__Records for the task__
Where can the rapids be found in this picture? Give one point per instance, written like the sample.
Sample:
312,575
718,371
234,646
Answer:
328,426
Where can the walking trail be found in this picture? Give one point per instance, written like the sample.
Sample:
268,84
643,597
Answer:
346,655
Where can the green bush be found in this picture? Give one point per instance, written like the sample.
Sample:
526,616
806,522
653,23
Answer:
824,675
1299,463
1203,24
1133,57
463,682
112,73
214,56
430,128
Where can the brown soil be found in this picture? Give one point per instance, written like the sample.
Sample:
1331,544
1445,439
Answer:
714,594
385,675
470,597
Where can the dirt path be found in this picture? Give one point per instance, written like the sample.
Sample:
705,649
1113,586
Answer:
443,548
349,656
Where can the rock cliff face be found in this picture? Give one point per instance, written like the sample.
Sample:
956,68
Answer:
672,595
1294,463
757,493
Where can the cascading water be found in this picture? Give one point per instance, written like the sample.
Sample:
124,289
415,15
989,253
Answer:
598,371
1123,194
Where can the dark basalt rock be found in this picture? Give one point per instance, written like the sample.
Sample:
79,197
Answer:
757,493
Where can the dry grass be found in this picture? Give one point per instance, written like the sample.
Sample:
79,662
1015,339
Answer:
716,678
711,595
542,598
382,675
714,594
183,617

__Task prompt__
Every record in the listing above is to be copied exactly.

__Response area__
Where can the rapids be found in this picture? Give one point per instance, written like the sample.
Sample:
312,575
718,371
234,646
Answer:
328,426
Where can the walking trail be found in this picture? Give one point per instance, written like the sample.
Sample:
268,84
643,597
Answer:
346,655
Where can the green bush be found in this picture? Give one point per instance, written like the sample.
Sample:
526,616
806,522
653,23
Answer:
824,675
1299,463
1203,24
1133,57
463,682
112,73
214,56
430,128
Where can the brown soil be found in this picture? Give one point per instance, written like the sample.
Sample:
1331,544
1445,439
Answer:
714,594
385,675
470,597
Where can the dirt path be found in this picture? Give one point per instance, written like the sample.
Sample:
705,649
1113,586
Answer:
443,548
349,656
Where can the rock cliff face be found in this picture? Give one point per instance, written like the sample.
Sample:
956,68
Answer:
672,595
1294,463
757,493
Where can the cascading water be found in this picture? Give one point per instance, written like the sample.
Sample:
124,289
415,15
989,253
Answer:
598,371
1123,194
Where can the dark basalt rock be found in this picture? Give one point per instance, written like the sample.
Sample:
79,197
Answer:
757,493
Where can the dry grass be found in this picture? Give one point per instance, written like the sample.
Sample:
79,662
1015,339
Answer:
716,678
711,595
542,598
382,675
714,594
183,617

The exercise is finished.